>> BEGIN Dataset extract

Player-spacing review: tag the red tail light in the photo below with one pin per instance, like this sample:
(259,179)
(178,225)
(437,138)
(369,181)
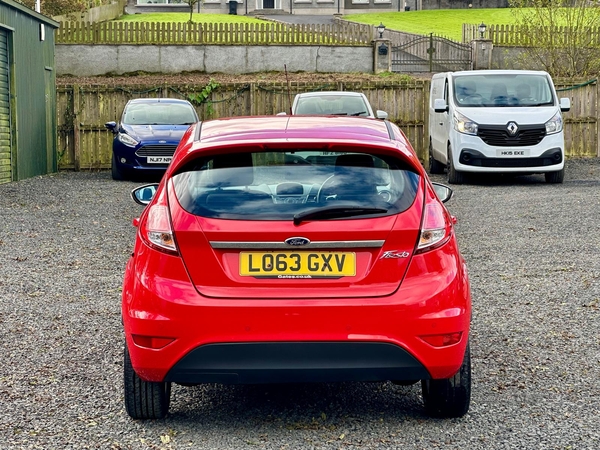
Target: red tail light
(155,229)
(435,230)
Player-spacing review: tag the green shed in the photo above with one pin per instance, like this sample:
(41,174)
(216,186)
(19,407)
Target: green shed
(27,93)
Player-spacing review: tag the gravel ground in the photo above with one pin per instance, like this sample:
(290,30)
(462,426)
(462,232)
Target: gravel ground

>> END Dataset extract

(Given problem)
Rewrite the listing above as a numbered list with one line per item, skipping any blank lines and leaving out the pictures.

(Written answer)
1. Player-spacing review: tag the red tail light in the photo below with one pin per instance, like this sample:
2. (259,179)
3. (178,225)
4. (437,138)
5. (369,181)
6. Target: red tail light
7. (155,229)
8. (435,230)
9. Player-spacing review: tag the green shed in the photo above with one pin per instance, like this sample:
10. (41,174)
11. (216,186)
12. (19,407)
13. Target: green shed
14. (27,93)
15. Player-spacing review: tag the gravel ground in the photo above with one pin per instance, like this sample:
16. (290,30)
17. (462,426)
18. (462,232)
19. Target: gravel ground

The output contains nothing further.